Исходный отрывок
-.-.-
Первая публикация у обоих — в самиздатовском журнале «Синтаксис»; стихи Чудакова вошли в первый номер, вышедший в декабре 1959 года, Бродского — в третий, «ленинградский». Но еще до первого номера, по-видимому, произошло их заочное знакомство. В 1959—1960 годах, согласно Валентине Полухиной, Бродский познакомился с Ереминым и Виноградовым, а значит, наверняка слышал о Чудакове.
Стихи ленинградских поэтов привез Алику Гинзбургу, составителю «Синтаксиса», Игорь Губерман зимой 1959—1960 года. Чудаков, в те годы буквально «пасшийся» на квартире Гинзбурга, наверняка был одним из первых, ознакомившихся с подборкой Бродского. Можно даже с достаточной степенью уверенности предположить, что стихотворение Чудакова «Пушкина играли на рояле…»[3] написано как своеобразный ответ на «Памятник Пушкину» — стихотворение Бродского 1958 года. При сравнении текста этих стихотворений обнаруживается множественное совпадение использованных образов и мотивов: мороз, одиночество, тишина как символ смерти.
Именно из-за участия в «Синтаксисе» оба впервые задерживаются органами КГБ. В случае Чудакова задержание формально не подтверждено документами, но в КГБ в качестве свидетелей таскали практически всех участников «Синтаксиса». Бродский был единственным, кого по делу «Синтаксиса» реально задержали, пусть ненадолго.
Чудаков же пострадал иначе: его в начале 1961 года — после проработки на парткоме (!) газеты «Московский комсомолец», где он и так трудился на птичьих правах — внештатным корреспондентом, — выселяют из Москвы. Делается это в рамках борьбы с тунеядцами, в одного из которых, по мнению властей, Чудаков превратился после увольнения из «Московского комсомольца». Таким образом, Чудаков как бы «проигрывает» негативный вариант судьбы Бродского — что было бы, если бы процесс над ним состоялся на два года раньше, когда Бродский не приобрел достаточной для общественного резонанса известности и даже не был еще знаком с Ахматовой. Впрочем, притеснения были недолгими, и уже через полгода Чудаков свою прописку восстановил.
-.-.-
(Записи с указанием и подписями)
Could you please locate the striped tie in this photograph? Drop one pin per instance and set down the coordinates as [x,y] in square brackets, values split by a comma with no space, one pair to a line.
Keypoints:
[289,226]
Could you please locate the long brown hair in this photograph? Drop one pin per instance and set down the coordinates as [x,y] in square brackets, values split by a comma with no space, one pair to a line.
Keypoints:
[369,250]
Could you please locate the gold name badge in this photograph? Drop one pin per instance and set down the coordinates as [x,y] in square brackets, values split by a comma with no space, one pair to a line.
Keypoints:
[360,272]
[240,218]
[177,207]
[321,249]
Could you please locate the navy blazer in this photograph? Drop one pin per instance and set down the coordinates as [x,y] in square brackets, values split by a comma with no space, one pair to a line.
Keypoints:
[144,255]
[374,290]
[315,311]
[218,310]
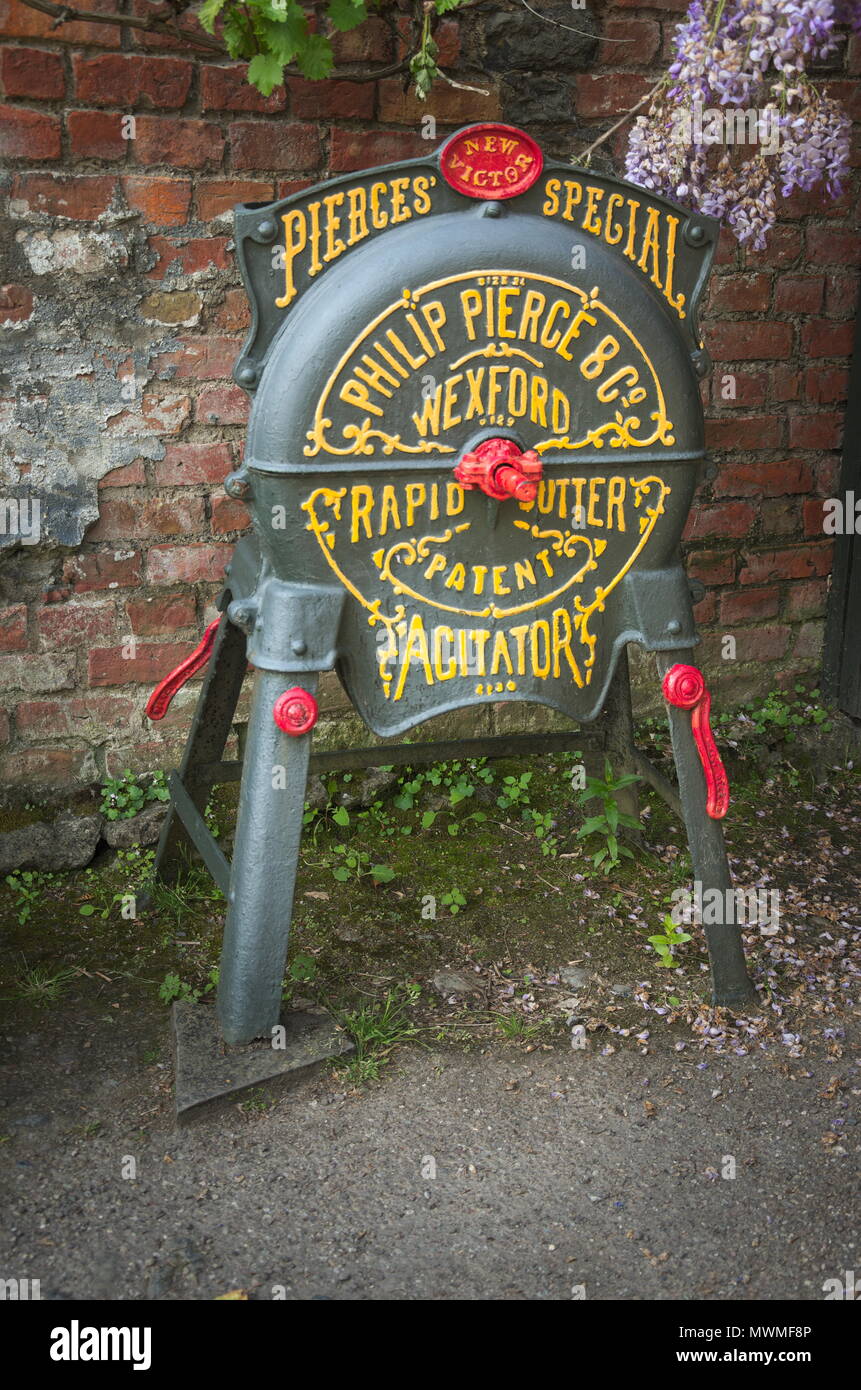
-.-.-
Задания
• A. Повторите из отрывка о Чудакове и Бродском всё от слов «Чудаков же пострадал» и до слов «свою прописку восстановил.».
• B. Сократите абзац отрывка о Чудакове и Бродском, начинающийся словами «Именно из-за участия в „Синтаксисе“», и оформите его в виде списка, сохранив главные факты.
• C. Подхватите отрывок о Чудакове и Бродском и продолжите его после последнего предложения.

Ответы
• A.
Чудаков же пострадал иначе: его в начале 1961 года — после проработки на парткоме (!) газеты «Московский комсомолец», где он и так трудился на птичьих правах — внештатным корреспондентом, — выселяют из Москвы. Делается это в рамках борьбы с тунеядцами, в одного из которых, по мнению властей, Чудаков превратился после увольнения из «Московского комсомольца». Таким образом, Чудаков как бы «проигрывает» негативный вариант судьбы Бродского — что было бы, если бы процесс над ним состоялся на два года раньше, когда Бродский не приобрел достаточной для общественного резонанса известности и даже не был еще знаком с Ахматовой. Впрочем, притеснения были недолгими, и уже через полгода Чудаков свою прописку восстановил.

• B.
- Из-за участия в «Синтаксисе» Чудакова и Бродского впервые задерживает КГБ.
- Задержание Чудакова документами не подтверждено, но свидетелями в КГБ вызывали почти всех участников «Синтаксиса».
- Бродский был единственным, кого по делу «Синтаксиса» действительно задержали, хоть и ненадолго.

• C.
Здесь стоит отметить существенную разницу в поведении двух молодых людей. В ситуации, когда он вынужден напрямую выяснять отношения с представителями властей предержащих, Чудаков оказывается не на высоте. Иосиф Бродский, в возрасте 23 лет оказавшийся на скамье подсудимых по обвинению в тунеядстве, нашел в себе силы более чем достойно отвечать на вопросы обвинения: «Я работал. Я писал стихи». Сергей Чудаков в том же возрасте, оказавшись всего-навсего перед членами партбюро «Московского комсомольца», выдавливает из себя сплошные оправдания: «Прямого преступления по кодексу нет. <…> Я не был активным орудием. <…> Мое преступление в том, что я был связан с этими людьми на первых порах их деятельности и не понимал всей опасности, не знал, что они связаны с иностранными посольствами. <…> Все это мне претит, и я жалею о моих ранних связях и знакомствах с этими людьми. <…> Я прошу оставить меня в комсомоле». Побеждает животный инстинкт, желание любой ценой отсрочить или вовсе отменить не казавшуюся еще неизбежной тогда, в 1960 году, развязку. Только потом Чудакову станет ясно:
Если жить в стране насилия
бередить сомнения
то напрасны все усилия
самосохранения.
Год и месяц личного знакомства двух поэтов можно вывести из тех сведений, которые сообщила Наталья Горбаневская в интервью Валентине Полухиной — ноябрь 1960-го, когда сама Горбаневская тоже впервые встретилась с Бродским во время его поездки в Москву. Когда месяца через два она приехала в Ленинград сдавать зимнюю сессию в ЛГУ, Бродский почему-то побоялся вести ее к Рейну и его тогдашней жене Галине Наринской, предложив позвонить им самой и представиться знакомой Сережи Чудакова, из чего можно сделать вывод, что Чудаков для Бродского был уже не просто абстрактным автором понравившегося ему стихотворения о Пушкине. Замечу, что в тот визит в столицу Бродский написал несколько стихотворений, одно из которых («Теперь я уезжаю из Москвы…») отдаленно напоминает стихи Чудакова.
Еще один «размен стихами» произошел без участия их авторов на дне рождения недавно, 21 ноября 1962 года, вернувшегося из лагеря Гинзбурга, где присутствовал посланец К. К. Кузьминского Григорий Ковалев (Гришка-слепой). Он в числе прочего привез в подарок «родоначальнику самиздата» машинопись стихотворений Бродского на 80 листах большого формата (которая в дальнейшем была передана Гинзбургом на Запад и стала основой для первой книги Бродского «Стихотворения и поэмы»). Назад же в Ленинград Ковалев увез «с полдюжины текстов» Чудакова, включенных много лет спустя, в 1980 году, Кузьминским в свою антологию «У Голубой Лагуны», вышедшую в Америке.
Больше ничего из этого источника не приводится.